Return the listing below as a JSON list of strings, one string for each line, and leave out any blank lines.
[BEGIN Supplied records]
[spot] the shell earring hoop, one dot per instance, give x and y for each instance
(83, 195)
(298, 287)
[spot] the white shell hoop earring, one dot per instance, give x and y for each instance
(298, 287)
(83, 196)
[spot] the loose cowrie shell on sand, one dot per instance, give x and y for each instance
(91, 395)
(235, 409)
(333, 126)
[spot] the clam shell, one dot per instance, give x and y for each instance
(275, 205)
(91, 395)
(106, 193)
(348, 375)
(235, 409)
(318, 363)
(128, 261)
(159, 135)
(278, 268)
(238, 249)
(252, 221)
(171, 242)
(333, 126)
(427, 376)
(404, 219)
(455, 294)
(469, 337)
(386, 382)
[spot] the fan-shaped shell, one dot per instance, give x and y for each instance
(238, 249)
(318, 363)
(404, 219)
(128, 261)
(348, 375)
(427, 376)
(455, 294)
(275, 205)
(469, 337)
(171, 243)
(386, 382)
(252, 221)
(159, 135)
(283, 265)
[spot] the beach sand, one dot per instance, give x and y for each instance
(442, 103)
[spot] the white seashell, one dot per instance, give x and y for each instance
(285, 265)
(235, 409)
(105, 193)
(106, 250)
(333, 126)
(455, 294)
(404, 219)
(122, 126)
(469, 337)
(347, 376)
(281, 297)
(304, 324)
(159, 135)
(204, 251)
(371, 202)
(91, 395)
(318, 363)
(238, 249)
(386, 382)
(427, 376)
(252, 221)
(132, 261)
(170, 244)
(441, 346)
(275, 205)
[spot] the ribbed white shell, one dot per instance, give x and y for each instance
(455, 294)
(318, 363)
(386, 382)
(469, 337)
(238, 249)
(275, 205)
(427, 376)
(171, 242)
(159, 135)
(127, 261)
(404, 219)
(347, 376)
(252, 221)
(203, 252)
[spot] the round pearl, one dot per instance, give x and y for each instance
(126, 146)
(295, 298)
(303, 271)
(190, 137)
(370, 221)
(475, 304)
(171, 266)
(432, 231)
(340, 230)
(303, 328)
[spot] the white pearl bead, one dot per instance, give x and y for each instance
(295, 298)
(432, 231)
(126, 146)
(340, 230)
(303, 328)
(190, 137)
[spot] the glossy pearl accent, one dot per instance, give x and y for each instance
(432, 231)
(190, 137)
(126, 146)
[END Supplied records]
_Correct result_.
[
  "[spot] the shell earring hoop, one dot per instance, give x and y for each instance",
  "(83, 195)",
  "(298, 287)",
  "[spot] the white shell hoop earring, one dot per instance, give x and y for each instance",
  "(298, 287)",
  "(83, 196)",
  "[spot] the loose cowrie shell on sand, one dot per instance, give x and y for each instance",
  "(91, 395)",
  "(235, 409)",
  "(333, 126)",
  "[spot] the clam shell, one dot per instance, give x and y for each instance",
  "(275, 205)",
  "(91, 395)",
  "(106, 193)",
  "(348, 375)",
  "(235, 409)",
  "(318, 363)",
  "(128, 261)",
  "(159, 135)",
  "(278, 268)",
  "(238, 249)",
  "(252, 221)",
  "(171, 242)",
  "(333, 126)",
  "(427, 376)",
  "(404, 219)",
  "(455, 294)",
  "(469, 337)",
  "(386, 382)",
  "[spot] the fan-shaped shell, one dot per instance, give x and y for each instance",
  "(238, 249)",
  "(318, 363)",
  "(404, 219)",
  "(128, 261)",
  "(348, 375)",
  "(427, 376)",
  "(455, 294)",
  "(275, 205)",
  "(469, 337)",
  "(171, 243)",
  "(386, 382)",
  "(252, 221)",
  "(159, 135)",
  "(283, 265)",
  "[spot] the beach sand, one dot per instance, give x and y for each instance",
  "(442, 103)",
  "[spot] the white seashell, one dot per instance, give x and y for each instance",
  "(285, 265)",
  "(235, 409)",
  "(105, 193)",
  "(106, 250)",
  "(333, 126)",
  "(455, 294)",
  "(404, 219)",
  "(122, 126)",
  "(469, 337)",
  "(347, 376)",
  "(281, 297)",
  "(304, 324)",
  "(159, 135)",
  "(204, 251)",
  "(371, 202)",
  "(91, 395)",
  "(318, 363)",
  "(238, 249)",
  "(386, 382)",
  "(427, 376)",
  "(252, 221)",
  "(132, 261)",
  "(170, 244)",
  "(441, 346)",
  "(275, 205)",
  "[spot] the ribbed white shell, one dot per instance, give x and y for each instance",
  "(455, 294)",
  "(318, 363)",
  "(386, 382)",
  "(469, 337)",
  "(238, 249)",
  "(275, 205)",
  "(427, 376)",
  "(171, 242)",
  "(159, 135)",
  "(127, 261)",
  "(404, 219)",
  "(347, 376)",
  "(252, 221)",
  "(203, 252)",
  "[spot] the round pearl, one dot per instance, give x and y for each instance",
  "(126, 146)",
  "(295, 298)",
  "(303, 271)",
  "(190, 137)",
  "(370, 221)",
  "(475, 304)",
  "(171, 266)",
  "(432, 231)",
  "(340, 230)",
  "(303, 328)",
  "[spot] the white pearl bead, one dot per instance, give x and y for each instance",
  "(295, 298)",
  "(432, 231)",
  "(126, 146)",
  "(340, 230)",
  "(303, 328)",
  "(190, 137)",
  "[spot] the glossy pearl accent, one dot per instance, give x and y for each instance",
  "(432, 231)",
  "(190, 137)",
  "(126, 146)"
]